▶ 抜粋文

おばちゃんは、ソフトテニスの業界では知らない人はいない方で
数々の世界チャンピオンを輩出した実業団の寮の寮母さんでもあり、
業界の最大の理解者であり、そしてスポンサーでもありました。

 


今日の告別式にも、テニス関係者という受付があり、
おばちゃんのご飯を食べて、毎日練習に向かっていた
かつてのテニスプレイヤーの方々が
最後のお別れをされていました。
上野の寛永寺で行われた立派なお葬式でしたが、
会場には全然人が入りきらず
私は二階の控え室で、おばちゃんに捧げられているお経を聞いていました。

 

国体の前の合宿や、実業団の試合に出る前には
私自身もおばちゃんの寮にとめてもらい
おばちゃんのご飯を食べました。
おばちゃんが寮母をつとめるナガセケンコーでは
利き手を使ってご飯を食べてはいけないというルールがあって
だから、私はおばちゃんの料理はいつも
左手で食べていました。
私が小学生だったときは「ゆみちゃんは右手で食べてもいいんだよ」と言ってくれていたけれど
あるときからおばちゃんは、「ゆみちゃんは右手で食べてもいいんだよ」と言ってくれなくなり、
それがなんだか、
世界大会で活躍している先輩のみなさんと同じように
ちゃんと選手として認めてもらったような気がして嬉しかった。

 

おばちゃんは、すごくお金持ちだったらしい。
なんとか会社という大きな会社の取締役で、
不動産をいっぱい持っていたと聞いたことがあります。

▶ 課題
抜粋文から、「おばちゃんが寮母をつとめるナガセケンコーでは」を含む言葉で始まり「ちゃんと選手として認めてもらったような気がして嬉しかった。」の直後で終わる部分を、一字も変えずに書き写してもらえますか。

▶ 資料抜粋
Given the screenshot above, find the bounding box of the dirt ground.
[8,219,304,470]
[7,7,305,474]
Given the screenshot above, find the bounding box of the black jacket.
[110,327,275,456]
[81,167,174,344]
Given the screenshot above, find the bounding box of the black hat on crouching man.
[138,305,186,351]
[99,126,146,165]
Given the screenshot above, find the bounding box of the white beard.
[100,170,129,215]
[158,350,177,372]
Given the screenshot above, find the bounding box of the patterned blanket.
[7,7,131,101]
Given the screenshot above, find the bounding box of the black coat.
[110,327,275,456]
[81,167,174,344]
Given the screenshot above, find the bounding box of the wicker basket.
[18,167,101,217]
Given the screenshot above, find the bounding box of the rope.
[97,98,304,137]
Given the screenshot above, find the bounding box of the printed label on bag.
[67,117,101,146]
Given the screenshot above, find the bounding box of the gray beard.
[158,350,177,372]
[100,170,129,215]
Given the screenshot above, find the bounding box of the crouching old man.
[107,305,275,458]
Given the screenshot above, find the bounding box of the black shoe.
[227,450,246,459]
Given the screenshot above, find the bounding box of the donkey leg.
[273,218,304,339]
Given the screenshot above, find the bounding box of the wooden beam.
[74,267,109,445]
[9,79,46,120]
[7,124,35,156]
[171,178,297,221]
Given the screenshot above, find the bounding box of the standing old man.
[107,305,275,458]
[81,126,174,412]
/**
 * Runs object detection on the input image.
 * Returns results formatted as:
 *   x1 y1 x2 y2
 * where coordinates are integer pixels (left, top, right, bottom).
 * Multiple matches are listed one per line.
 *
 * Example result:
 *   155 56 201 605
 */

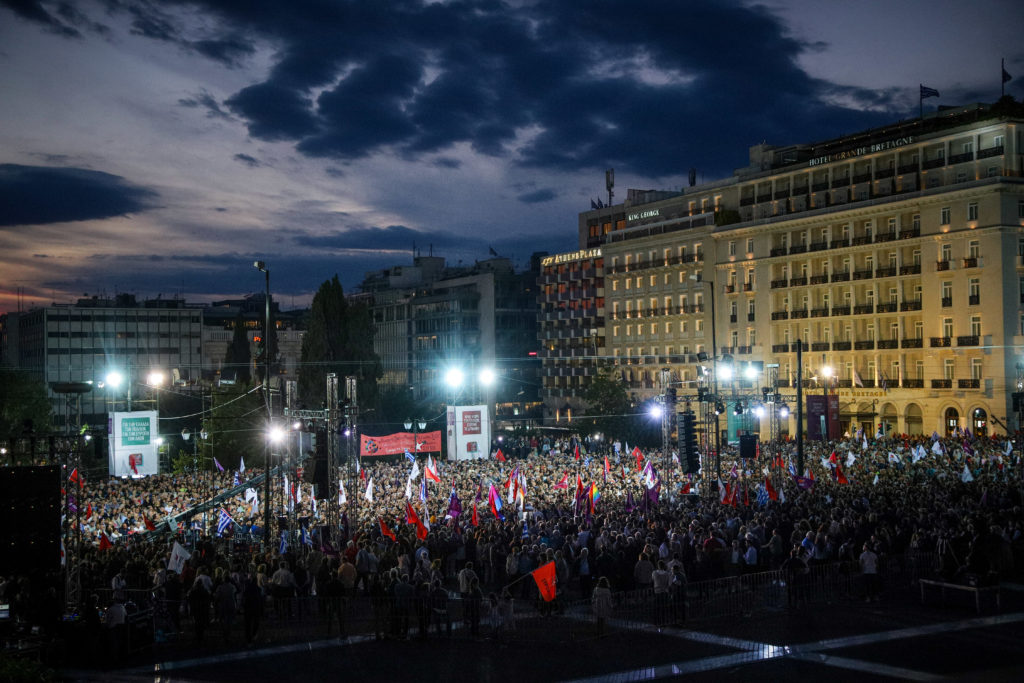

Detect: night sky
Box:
0 0 1024 312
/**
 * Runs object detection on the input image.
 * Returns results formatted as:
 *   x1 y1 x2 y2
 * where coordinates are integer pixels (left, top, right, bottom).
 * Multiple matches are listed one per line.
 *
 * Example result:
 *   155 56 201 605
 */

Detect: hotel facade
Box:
565 99 1024 436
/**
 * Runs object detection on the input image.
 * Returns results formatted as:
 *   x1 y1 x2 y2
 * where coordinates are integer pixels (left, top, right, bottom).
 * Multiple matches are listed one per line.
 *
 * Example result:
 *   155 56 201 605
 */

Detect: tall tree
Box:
222 311 252 386
299 275 381 408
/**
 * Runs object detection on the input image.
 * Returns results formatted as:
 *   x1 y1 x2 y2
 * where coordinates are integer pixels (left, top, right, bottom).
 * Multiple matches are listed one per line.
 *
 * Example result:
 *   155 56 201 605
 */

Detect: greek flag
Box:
758 486 768 508
217 508 231 533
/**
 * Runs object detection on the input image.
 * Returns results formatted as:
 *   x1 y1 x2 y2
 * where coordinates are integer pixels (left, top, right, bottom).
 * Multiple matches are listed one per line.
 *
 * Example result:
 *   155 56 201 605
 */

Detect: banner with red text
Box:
359 431 441 457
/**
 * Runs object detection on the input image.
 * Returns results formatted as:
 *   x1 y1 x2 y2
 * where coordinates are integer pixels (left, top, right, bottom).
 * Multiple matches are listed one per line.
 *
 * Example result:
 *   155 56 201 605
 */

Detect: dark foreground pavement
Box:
63 590 1024 683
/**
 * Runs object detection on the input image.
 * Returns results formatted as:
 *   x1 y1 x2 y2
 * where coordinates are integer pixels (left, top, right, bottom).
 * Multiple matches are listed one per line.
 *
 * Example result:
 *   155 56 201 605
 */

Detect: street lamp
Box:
821 366 833 441
402 418 427 456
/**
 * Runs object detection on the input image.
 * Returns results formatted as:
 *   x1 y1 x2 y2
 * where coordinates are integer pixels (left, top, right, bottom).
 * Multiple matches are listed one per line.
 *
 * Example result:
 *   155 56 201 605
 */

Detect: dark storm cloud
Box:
0 164 157 226
516 188 558 204
0 0 82 38
90 0 905 176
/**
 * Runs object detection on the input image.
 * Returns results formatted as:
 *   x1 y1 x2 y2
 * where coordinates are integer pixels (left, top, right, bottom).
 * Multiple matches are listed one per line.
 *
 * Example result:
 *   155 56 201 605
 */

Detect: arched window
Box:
945 408 959 436
971 408 988 436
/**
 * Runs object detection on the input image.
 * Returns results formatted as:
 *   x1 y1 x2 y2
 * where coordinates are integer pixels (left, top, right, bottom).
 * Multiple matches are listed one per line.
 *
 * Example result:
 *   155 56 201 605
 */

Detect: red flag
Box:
530 560 555 602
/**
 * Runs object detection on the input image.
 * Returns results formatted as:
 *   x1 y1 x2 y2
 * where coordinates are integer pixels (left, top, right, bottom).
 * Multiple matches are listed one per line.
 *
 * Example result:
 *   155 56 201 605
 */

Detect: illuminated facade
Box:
579 100 1024 433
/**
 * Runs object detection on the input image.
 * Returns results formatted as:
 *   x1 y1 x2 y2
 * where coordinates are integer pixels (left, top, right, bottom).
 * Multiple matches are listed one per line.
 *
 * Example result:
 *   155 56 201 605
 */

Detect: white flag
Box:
167 541 191 573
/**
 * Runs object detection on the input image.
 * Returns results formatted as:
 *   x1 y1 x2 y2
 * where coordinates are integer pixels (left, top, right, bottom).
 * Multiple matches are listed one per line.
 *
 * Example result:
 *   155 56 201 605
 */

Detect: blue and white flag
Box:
217 508 233 535
758 485 769 508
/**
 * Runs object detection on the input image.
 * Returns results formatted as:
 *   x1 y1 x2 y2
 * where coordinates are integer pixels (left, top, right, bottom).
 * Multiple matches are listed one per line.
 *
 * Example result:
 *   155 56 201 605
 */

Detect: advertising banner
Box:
447 405 490 460
359 431 441 458
108 411 160 477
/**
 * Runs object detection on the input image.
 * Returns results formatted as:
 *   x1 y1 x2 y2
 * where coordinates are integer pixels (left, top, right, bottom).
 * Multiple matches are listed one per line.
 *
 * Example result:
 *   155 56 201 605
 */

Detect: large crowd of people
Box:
0 432 1024 655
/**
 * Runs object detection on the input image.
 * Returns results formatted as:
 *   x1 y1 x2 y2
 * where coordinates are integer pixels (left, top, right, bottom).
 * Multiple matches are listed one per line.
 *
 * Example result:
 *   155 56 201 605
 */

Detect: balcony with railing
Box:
978 144 1002 159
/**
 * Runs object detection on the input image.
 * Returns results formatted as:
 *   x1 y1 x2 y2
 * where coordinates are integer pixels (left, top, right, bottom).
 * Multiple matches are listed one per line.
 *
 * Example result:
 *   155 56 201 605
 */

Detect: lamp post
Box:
253 261 273 548
821 366 833 441
402 418 427 456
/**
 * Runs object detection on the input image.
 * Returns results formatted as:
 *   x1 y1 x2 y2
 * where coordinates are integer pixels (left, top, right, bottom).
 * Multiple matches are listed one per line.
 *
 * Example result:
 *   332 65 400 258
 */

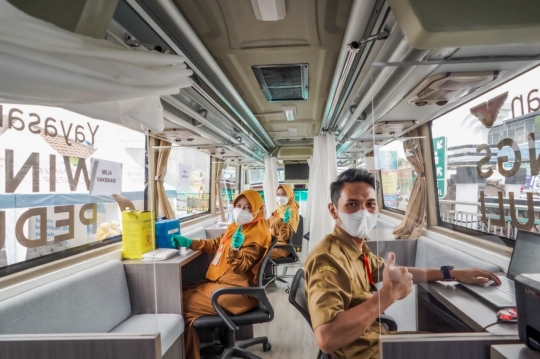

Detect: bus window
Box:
378 140 416 213
431 68 540 245
158 146 211 221
0 104 146 276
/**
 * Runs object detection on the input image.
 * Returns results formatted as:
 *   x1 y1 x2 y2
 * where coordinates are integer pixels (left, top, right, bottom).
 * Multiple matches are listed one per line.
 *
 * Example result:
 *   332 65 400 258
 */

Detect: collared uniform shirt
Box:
305 225 387 359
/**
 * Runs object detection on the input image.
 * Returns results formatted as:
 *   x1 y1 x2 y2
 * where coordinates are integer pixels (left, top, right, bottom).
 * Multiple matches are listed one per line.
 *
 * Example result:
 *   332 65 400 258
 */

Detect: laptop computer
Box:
460 231 540 308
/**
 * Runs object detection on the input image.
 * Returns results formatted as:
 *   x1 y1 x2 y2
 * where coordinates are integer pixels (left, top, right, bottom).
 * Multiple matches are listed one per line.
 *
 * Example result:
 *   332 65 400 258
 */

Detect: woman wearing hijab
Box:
268 184 300 258
173 190 271 359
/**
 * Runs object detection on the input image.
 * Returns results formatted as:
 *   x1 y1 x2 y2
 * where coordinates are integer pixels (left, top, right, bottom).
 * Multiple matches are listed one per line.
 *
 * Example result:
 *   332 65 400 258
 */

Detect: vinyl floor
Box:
249 267 319 359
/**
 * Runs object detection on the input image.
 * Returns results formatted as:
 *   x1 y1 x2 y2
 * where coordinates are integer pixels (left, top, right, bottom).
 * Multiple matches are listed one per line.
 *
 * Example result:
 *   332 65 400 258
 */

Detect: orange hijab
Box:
206 189 272 281
274 184 300 232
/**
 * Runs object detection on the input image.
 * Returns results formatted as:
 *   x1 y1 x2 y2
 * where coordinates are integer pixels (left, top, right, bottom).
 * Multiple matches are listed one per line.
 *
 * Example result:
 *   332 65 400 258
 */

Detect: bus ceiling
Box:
17 0 540 164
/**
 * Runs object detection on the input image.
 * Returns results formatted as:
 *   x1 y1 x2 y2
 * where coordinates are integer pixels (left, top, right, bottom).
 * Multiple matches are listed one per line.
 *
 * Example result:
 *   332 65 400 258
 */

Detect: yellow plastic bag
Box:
122 210 155 259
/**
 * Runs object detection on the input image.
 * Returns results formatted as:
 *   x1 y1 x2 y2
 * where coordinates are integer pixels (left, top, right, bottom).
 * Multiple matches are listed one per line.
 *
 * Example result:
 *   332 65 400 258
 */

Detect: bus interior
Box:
0 0 540 358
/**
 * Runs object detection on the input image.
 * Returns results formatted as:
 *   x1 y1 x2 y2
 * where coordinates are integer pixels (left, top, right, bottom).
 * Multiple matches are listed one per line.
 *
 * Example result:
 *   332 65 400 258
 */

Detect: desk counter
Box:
122 249 209 314
419 282 517 335
491 344 540 359
204 222 228 239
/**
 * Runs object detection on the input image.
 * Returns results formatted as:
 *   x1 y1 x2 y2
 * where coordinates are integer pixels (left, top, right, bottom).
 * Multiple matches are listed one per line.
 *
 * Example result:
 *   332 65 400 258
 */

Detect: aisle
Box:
250 269 319 359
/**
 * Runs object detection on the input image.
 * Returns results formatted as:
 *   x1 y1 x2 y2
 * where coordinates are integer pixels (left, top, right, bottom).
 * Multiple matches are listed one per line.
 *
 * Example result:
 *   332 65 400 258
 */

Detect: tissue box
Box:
122 211 154 259
156 219 180 248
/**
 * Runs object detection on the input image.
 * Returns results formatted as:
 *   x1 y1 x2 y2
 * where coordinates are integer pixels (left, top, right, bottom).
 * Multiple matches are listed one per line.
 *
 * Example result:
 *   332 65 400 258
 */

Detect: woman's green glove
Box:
232 226 246 249
172 236 193 248
283 207 291 223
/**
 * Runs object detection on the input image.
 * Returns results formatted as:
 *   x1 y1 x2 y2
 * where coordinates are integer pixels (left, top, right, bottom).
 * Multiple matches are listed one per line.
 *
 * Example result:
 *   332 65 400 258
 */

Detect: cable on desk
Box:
483 319 517 330
484 321 502 330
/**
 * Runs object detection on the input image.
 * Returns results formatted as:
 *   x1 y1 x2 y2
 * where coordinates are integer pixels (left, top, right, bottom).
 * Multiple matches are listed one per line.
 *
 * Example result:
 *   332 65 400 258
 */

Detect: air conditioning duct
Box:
251 0 287 21
408 71 501 106
251 64 309 102
9 0 118 39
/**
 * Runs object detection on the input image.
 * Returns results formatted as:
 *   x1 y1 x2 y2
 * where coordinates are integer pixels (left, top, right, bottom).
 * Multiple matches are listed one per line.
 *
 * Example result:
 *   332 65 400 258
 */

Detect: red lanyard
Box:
363 253 373 285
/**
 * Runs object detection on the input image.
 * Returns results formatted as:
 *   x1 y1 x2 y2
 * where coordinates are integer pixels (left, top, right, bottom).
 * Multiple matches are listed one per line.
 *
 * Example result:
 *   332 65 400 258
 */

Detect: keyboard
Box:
495 277 516 297
143 248 178 261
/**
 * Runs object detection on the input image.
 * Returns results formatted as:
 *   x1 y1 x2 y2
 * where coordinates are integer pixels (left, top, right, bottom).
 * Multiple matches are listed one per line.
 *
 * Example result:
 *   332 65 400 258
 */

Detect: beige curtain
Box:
394 129 426 239
212 158 226 222
156 140 176 219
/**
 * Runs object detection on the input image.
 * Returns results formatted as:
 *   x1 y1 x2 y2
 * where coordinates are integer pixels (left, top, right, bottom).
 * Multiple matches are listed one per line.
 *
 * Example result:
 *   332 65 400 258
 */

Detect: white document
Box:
178 164 191 187
90 158 122 196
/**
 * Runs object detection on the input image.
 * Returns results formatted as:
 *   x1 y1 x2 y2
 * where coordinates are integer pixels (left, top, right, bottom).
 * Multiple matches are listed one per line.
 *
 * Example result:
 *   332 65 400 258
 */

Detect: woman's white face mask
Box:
233 208 259 226
276 196 289 206
338 209 377 238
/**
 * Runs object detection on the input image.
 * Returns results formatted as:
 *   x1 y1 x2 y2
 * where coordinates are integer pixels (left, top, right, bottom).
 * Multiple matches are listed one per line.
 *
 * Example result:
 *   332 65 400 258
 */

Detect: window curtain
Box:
394 129 426 239
0 0 193 133
304 156 315 235
156 140 176 219
308 134 337 251
212 157 227 222
263 157 279 217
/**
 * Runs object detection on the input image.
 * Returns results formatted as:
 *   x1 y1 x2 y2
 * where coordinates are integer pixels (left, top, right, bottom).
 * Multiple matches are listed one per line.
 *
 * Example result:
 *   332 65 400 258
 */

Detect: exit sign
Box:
433 136 446 198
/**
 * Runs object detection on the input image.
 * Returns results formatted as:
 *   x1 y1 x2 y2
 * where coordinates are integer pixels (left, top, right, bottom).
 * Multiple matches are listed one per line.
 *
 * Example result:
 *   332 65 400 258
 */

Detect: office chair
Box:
289 269 397 359
193 237 277 359
270 216 304 293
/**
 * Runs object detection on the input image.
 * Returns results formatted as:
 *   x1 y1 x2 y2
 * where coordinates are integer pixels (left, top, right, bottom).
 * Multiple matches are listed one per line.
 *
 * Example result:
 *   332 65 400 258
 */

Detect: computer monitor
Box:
506 231 540 280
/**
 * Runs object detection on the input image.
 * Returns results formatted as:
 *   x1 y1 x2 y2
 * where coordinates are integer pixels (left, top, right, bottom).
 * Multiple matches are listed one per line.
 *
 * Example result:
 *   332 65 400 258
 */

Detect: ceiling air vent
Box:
251 64 309 102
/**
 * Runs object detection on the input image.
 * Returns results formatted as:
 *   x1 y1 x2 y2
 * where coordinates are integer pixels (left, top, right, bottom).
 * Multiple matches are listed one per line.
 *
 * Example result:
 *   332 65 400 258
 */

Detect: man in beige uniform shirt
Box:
305 169 500 359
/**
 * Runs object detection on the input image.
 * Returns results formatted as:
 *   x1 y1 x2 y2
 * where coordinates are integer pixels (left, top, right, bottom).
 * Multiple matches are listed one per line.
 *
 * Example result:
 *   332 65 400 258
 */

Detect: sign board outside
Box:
433 136 447 198
503 162 514 170
178 163 191 187
379 151 398 170
381 170 398 208
90 158 122 196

▶ 解答
おばちゃんが寮母をつとめるナガセケンコーでは
利き手を使ってご飯を食べてはいけないというルールがあって
だから、私はおばちゃんの料理はいつも
左手で食べていました。
私が小学生だったときは「ゆみちゃんは右手で食べてもいいんだよ」と言ってくれていたけれど
あるときからおばちゃんは、「ゆみちゃんは右手で食べてもいいんだよ」と言ってくれなくなり、
それがなんだか、
世界大会で活躍している先輩のみなさんと同じように
ちゃんと選手として認めてもらったような気がして嬉しかった。